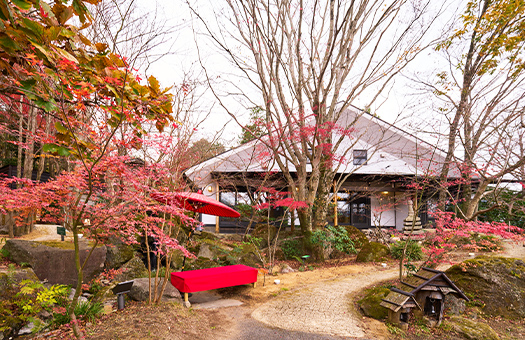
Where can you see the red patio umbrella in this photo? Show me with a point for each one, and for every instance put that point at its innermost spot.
(197, 202)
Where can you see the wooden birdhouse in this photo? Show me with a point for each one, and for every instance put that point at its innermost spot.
(423, 293)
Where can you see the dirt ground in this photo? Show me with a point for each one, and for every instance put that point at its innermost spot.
(172, 321)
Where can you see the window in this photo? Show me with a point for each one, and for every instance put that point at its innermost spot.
(360, 157)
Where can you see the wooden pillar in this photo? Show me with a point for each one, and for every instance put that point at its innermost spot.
(217, 197)
(335, 206)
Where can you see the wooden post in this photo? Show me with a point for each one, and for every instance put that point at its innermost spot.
(217, 197)
(292, 220)
(335, 206)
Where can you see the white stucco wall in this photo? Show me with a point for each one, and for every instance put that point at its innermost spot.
(382, 210)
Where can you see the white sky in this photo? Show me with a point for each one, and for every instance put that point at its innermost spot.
(399, 101)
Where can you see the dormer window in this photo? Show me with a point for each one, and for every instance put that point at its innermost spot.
(360, 157)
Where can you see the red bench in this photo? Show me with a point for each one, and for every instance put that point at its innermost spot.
(213, 278)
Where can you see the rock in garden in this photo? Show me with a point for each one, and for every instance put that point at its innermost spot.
(132, 269)
(496, 281)
(140, 290)
(370, 303)
(205, 251)
(56, 263)
(287, 269)
(373, 252)
(471, 329)
(118, 254)
(19, 275)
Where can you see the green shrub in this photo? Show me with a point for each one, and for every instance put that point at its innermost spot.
(291, 248)
(337, 237)
(413, 251)
(20, 303)
(84, 310)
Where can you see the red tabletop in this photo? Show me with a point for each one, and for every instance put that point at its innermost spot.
(212, 278)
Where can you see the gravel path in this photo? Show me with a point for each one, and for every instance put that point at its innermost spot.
(322, 307)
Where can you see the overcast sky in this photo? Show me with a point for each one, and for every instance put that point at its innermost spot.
(399, 101)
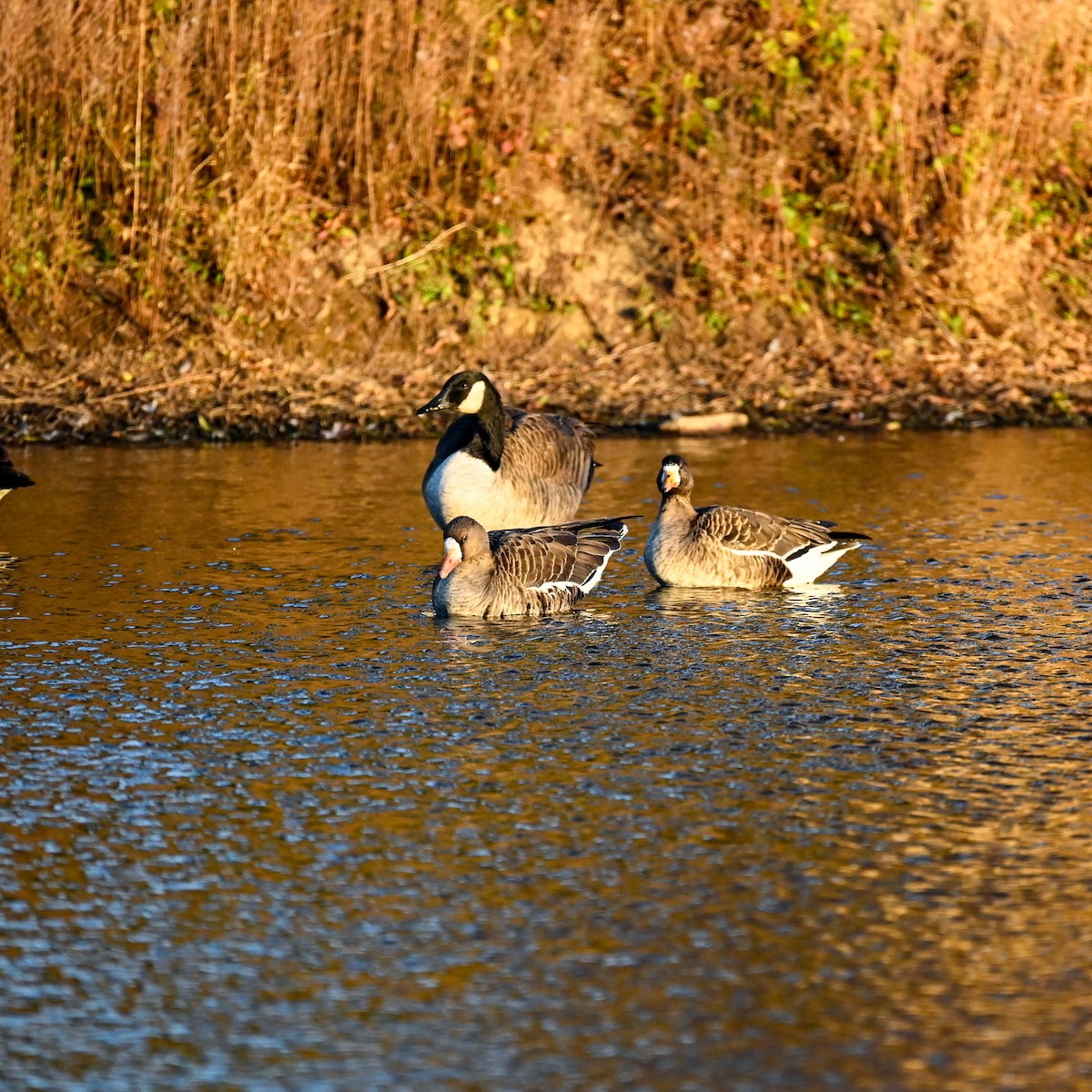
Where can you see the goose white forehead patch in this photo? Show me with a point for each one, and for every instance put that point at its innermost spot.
(474, 399)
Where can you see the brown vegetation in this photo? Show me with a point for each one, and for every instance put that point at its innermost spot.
(221, 211)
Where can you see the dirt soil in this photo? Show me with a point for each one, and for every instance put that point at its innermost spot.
(344, 355)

-=-=-

Copy verbatim everything in the records from the line containing "Where can you see the overcast" down to the final line, both ends included, and leave the pictures out.

Where can you see the overcast sky in this photo? Show me with a point for each one, and for every instance put that point at its innermost spot.
(399, 101)
Where can you see the goose white forehead patch in this photo? Show me with a point for each one, and for every instance put that point at its innermost spot.
(474, 399)
Where can you see the brown vegetation in this photo? Show me with a point for each one, and for every instance put that point at its innermost spot.
(221, 211)
Where can you see the dirt soil in this photo? Show me with a point for each one, and for every instance put that point at its innermost spot.
(344, 355)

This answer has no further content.